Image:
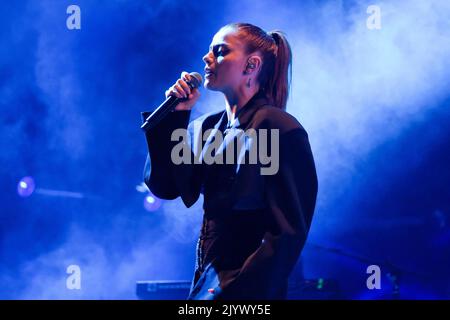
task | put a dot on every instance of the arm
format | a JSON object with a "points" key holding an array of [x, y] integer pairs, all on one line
{"points": [[291, 195], [165, 179]]}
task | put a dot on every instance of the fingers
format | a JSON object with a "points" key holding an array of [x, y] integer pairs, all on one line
{"points": [[180, 89]]}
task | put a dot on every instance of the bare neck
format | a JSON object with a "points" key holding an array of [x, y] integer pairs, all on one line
{"points": [[234, 101]]}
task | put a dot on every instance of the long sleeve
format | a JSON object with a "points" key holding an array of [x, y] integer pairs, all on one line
{"points": [[165, 179], [291, 195]]}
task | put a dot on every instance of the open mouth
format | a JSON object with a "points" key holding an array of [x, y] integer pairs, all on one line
{"points": [[208, 72]]}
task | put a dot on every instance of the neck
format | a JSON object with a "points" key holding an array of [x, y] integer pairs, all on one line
{"points": [[234, 101]]}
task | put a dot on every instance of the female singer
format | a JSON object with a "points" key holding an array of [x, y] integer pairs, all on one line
{"points": [[255, 222]]}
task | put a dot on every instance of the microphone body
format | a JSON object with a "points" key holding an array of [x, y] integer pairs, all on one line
{"points": [[169, 104]]}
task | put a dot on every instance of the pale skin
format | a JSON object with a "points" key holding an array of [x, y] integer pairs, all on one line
{"points": [[230, 71]]}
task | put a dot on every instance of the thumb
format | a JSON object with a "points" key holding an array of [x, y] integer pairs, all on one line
{"points": [[195, 93]]}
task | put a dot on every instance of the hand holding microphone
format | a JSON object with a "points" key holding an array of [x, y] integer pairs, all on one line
{"points": [[181, 96], [182, 90]]}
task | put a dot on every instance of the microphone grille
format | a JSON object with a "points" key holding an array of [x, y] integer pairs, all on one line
{"points": [[197, 79]]}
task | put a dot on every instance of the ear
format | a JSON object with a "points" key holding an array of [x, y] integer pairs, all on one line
{"points": [[253, 64]]}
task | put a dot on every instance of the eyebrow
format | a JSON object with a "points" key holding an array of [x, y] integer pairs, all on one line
{"points": [[219, 45]]}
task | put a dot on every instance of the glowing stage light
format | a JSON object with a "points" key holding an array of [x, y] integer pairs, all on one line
{"points": [[151, 202], [26, 187]]}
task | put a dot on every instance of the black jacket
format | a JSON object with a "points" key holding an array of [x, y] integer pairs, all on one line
{"points": [[255, 225]]}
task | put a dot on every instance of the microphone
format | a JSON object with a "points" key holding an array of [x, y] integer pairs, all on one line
{"points": [[170, 103]]}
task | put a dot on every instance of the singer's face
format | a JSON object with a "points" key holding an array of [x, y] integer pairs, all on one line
{"points": [[225, 62]]}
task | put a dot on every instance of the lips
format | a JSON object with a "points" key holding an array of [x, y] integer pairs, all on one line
{"points": [[208, 71]]}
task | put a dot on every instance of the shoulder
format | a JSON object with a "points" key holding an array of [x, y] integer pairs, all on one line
{"points": [[206, 121], [275, 118]]}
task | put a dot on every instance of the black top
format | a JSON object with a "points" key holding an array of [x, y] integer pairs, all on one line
{"points": [[254, 225]]}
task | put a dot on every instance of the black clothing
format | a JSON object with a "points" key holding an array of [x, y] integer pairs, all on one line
{"points": [[254, 225]]}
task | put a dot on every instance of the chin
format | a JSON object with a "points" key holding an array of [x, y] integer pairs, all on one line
{"points": [[208, 85]]}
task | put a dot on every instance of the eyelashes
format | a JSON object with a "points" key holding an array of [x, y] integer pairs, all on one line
{"points": [[220, 52]]}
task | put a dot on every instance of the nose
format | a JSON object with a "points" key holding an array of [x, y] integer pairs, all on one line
{"points": [[207, 58]]}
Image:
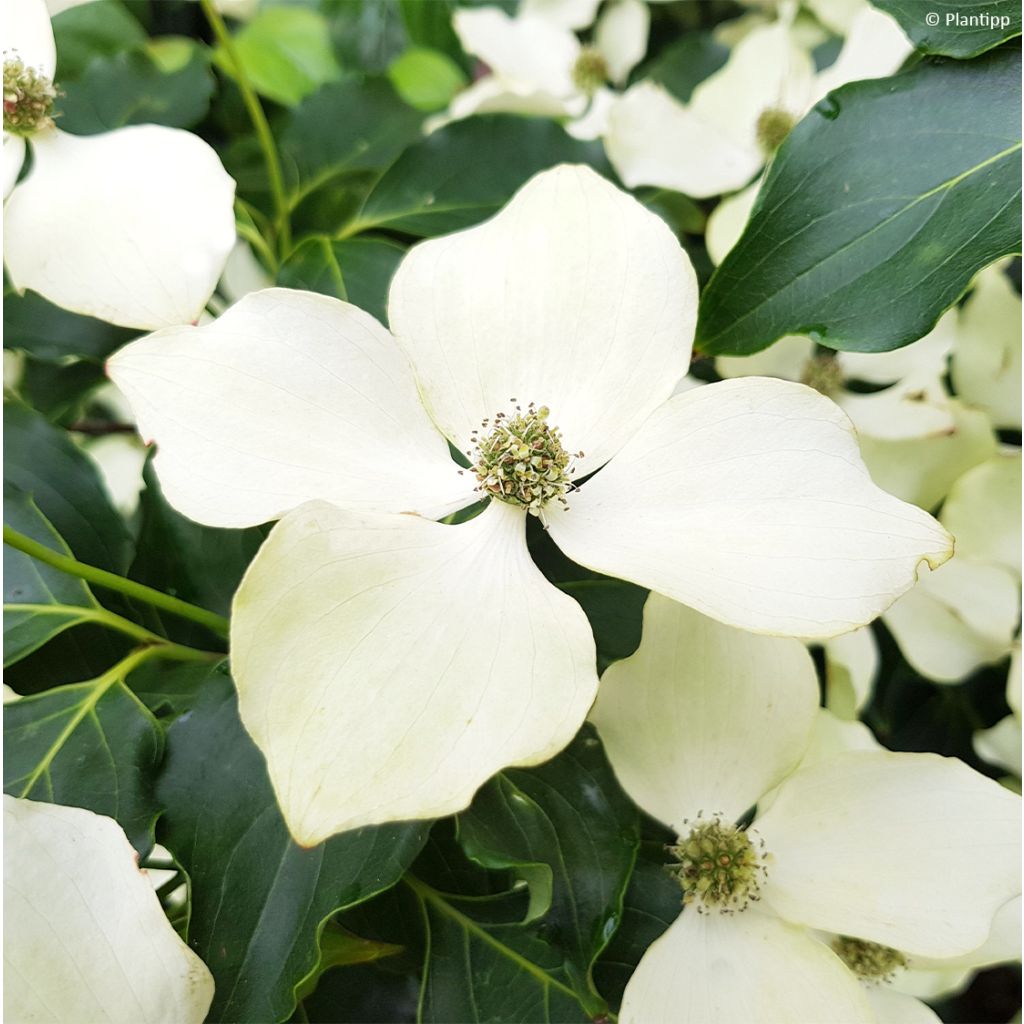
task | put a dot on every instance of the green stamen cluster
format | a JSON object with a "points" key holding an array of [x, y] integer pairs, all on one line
{"points": [[719, 867], [28, 98], [591, 71], [773, 126], [521, 460], [868, 961], [823, 374]]}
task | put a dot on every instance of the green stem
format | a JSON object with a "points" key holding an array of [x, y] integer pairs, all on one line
{"points": [[216, 624], [260, 123]]}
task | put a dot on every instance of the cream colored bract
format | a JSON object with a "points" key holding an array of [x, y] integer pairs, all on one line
{"points": [[908, 851], [388, 665], [85, 937]]}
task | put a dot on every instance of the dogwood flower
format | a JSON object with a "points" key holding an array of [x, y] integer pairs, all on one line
{"points": [[386, 664], [966, 613], [738, 116], [85, 938], [132, 226], [895, 855], [538, 65]]}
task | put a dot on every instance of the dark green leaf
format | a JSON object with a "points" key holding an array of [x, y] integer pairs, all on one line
{"points": [[652, 902], [59, 390], [88, 744], [476, 974], [258, 900], [92, 30], [39, 601], [32, 324], [426, 79], [358, 270], [430, 25], [286, 53], [43, 462], [353, 125], [200, 564], [467, 171], [566, 828], [962, 29], [615, 612], [133, 88], [879, 209]]}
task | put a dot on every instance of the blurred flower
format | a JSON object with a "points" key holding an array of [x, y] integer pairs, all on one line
{"points": [[440, 652], [86, 938], [894, 856], [1000, 744], [738, 116], [536, 64], [131, 226]]}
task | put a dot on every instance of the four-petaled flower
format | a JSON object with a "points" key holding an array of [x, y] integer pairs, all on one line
{"points": [[387, 664], [897, 855]]}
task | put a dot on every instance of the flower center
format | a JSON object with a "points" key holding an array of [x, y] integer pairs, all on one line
{"points": [[28, 98], [719, 866], [868, 961], [520, 459], [591, 71], [823, 374], [773, 126]]}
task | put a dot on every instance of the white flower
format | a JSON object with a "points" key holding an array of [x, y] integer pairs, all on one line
{"points": [[1000, 744], [986, 360], [132, 226], [538, 66], [386, 664], [736, 118], [911, 400], [966, 613], [904, 855], [85, 938]]}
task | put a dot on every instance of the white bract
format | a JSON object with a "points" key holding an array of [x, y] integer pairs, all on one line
{"points": [[85, 937], [736, 118], [902, 855], [386, 664], [132, 226], [966, 613], [538, 66]]}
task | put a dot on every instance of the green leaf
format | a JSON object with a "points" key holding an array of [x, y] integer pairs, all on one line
{"points": [[357, 270], [652, 902], [258, 901], [463, 173], [39, 601], [286, 53], [200, 564], [426, 79], [429, 25], [353, 125], [566, 828], [963, 29], [83, 33], [43, 462], [879, 209], [47, 332], [133, 88], [681, 67], [88, 744], [475, 973], [615, 612]]}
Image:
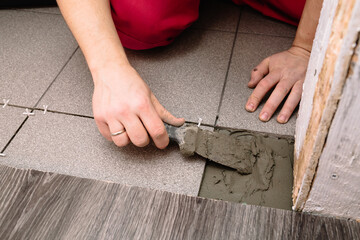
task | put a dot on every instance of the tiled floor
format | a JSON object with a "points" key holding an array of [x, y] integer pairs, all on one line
{"points": [[41, 64]]}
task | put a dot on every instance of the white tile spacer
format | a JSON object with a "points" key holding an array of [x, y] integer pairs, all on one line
{"points": [[200, 121], [45, 108], [28, 113], [6, 101]]}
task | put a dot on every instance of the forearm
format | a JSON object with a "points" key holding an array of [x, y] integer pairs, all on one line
{"points": [[307, 27], [91, 23]]}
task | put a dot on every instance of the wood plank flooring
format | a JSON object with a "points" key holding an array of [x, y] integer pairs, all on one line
{"points": [[39, 205]]}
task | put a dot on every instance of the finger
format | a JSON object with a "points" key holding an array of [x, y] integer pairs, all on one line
{"points": [[104, 129], [261, 89], [277, 96], [291, 103], [259, 72], [136, 131], [165, 115], [119, 140], [155, 127]]}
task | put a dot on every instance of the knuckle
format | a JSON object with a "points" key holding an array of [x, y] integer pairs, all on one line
{"points": [[142, 104], [283, 88], [141, 140], [121, 142], [271, 106], [264, 84], [116, 111], [255, 98]]}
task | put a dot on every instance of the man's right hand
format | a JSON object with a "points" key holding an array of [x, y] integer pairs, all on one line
{"points": [[122, 100]]}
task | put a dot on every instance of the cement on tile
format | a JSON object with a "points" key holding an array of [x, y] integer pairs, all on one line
{"points": [[72, 145], [10, 120], [249, 51], [226, 184], [34, 47], [221, 15], [186, 76], [252, 21]]}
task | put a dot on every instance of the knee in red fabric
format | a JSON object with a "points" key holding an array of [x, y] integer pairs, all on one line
{"points": [[143, 24]]}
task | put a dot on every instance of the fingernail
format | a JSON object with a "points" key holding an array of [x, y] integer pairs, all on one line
{"points": [[282, 119], [250, 107], [264, 116]]}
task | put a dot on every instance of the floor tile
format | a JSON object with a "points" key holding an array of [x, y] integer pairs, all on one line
{"points": [[34, 47], [252, 21], [72, 145], [50, 10], [222, 15], [186, 76], [10, 119], [249, 51]]}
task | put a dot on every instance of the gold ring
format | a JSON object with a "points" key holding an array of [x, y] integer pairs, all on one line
{"points": [[118, 133]]}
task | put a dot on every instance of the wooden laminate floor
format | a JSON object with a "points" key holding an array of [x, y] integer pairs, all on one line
{"points": [[39, 205]]}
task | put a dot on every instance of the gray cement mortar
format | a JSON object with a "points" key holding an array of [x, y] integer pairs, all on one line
{"points": [[269, 181]]}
···
### WHAT TO DO
Write out, word for word, every line from the one containing "task | put a dot on every instance of the floor" through the last line of the records above.

### SOLUTION TO THE EXERCISE
task | put a dot on every instance of the floor tile
format | a JSON object with a "points" key holding an array of [x, y] integer pairs, all on one line
{"points": [[34, 47], [252, 21], [72, 145], [50, 10], [222, 15], [186, 76], [10, 119], [249, 51]]}
task | put a dot on every instance of the gold ring
format | a JSON object with a "points" key holding an array of [x, y] integer pairs, all on one line
{"points": [[118, 133]]}
task | put a dot on every instance of the wooden laminate floor
format | a JSON object with a "points" key holding an array of [x, y] integer pairs, all on one line
{"points": [[39, 205]]}
task | put a dot on every instance of the gray cement mortar
format | a JSON object with a "points" key holding an array of [x, y] integer pairs, all on one line
{"points": [[269, 181]]}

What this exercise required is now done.